• Text excerpt:
Strafford County delegation members spent their meeting debating how to handle long‑term care needs for county residents and the future of the county‑run Riverside Rest Home, focusing on funding mechanics, facility condition and policy options. Kelly, who said she is preparing a written, data‑driven briefing, urged the group to cap Riverside at 140 beds and to plan a gradual, fiscally responsible phase‑down of county‑operated nursing‑home beds.
The discussion centered on three broad options: build a new county facility under the current operating model; accept or prepare for a state move to managed care, which speakers warned could remove roughly $60 million in federal incentives systemwide and increase Stratford County’s costs by an estimated $8 million annually; or pursue a public‑private partnership in which the county would build or own a larger facility while a private operator managed day‑to‑day care. “The evidence supports capping RRH at 140 beds and planning for a gradual fiscally responsible phase down of the county operated nursing home model,” Kelly said, adding she will circulate a full report and supporting data.

• Provided material:
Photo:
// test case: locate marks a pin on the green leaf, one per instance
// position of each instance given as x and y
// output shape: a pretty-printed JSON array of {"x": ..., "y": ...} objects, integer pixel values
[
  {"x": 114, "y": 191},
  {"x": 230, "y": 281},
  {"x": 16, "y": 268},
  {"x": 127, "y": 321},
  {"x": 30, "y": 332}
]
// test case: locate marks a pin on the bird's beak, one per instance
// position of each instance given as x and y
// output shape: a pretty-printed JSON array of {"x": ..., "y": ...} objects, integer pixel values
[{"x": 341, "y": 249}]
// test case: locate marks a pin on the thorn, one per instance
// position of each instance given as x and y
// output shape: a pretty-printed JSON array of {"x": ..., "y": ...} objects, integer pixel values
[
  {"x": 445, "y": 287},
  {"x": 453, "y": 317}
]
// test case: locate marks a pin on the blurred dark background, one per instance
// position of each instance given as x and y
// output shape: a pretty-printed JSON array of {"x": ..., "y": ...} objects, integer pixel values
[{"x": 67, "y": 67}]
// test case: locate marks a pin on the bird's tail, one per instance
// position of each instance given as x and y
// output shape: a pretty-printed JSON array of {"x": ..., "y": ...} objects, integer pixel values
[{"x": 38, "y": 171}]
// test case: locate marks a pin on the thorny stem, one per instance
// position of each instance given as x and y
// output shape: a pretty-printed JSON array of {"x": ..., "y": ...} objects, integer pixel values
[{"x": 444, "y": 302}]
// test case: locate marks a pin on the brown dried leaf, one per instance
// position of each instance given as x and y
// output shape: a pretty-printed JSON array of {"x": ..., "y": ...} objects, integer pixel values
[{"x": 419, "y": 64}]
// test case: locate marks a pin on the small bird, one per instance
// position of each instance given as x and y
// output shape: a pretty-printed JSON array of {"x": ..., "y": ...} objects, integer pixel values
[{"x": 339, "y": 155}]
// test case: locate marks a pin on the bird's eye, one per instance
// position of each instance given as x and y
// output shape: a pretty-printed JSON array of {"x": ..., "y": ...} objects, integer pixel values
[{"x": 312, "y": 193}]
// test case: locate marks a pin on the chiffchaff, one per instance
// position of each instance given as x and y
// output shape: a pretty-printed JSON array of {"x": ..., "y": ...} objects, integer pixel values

• What this exercise asks:
1: Answer from the meeting report:
(a) At how many beds did Kelly urge the group to cap Riverside?
(b) By about how much per year did speakers estimate a move to managed care would increase the county's costs?
(c) In the public-private partnership option, who would manage day-to-day care?
2: Reproduce the meeting report verbatim from "The discussion centered" up to and including "and supporting data.".

• Solutions to the exercise:
1:
(a) 140 beds
(b) About $8 million annually
(c) A private operator

2:
The discussion centered on three broad options: build a new county facility under the current operating model; accept or prepare for a state move to managed care, which speakers warned could remove roughly $60 million in federal incentives systemwide and increase Stratford County’s costs by an estimated $8 million annually; or pursue a public‑private partnership in which the county would build or own a larger facility while a private operator managed day‑to‑day care. “The evidence supports capping RRH at 140 beds and planning for a gradual fiscally responsible phase down of the county operated nursing home model,” Kelly said, adding she will circulate a full report and supporting data.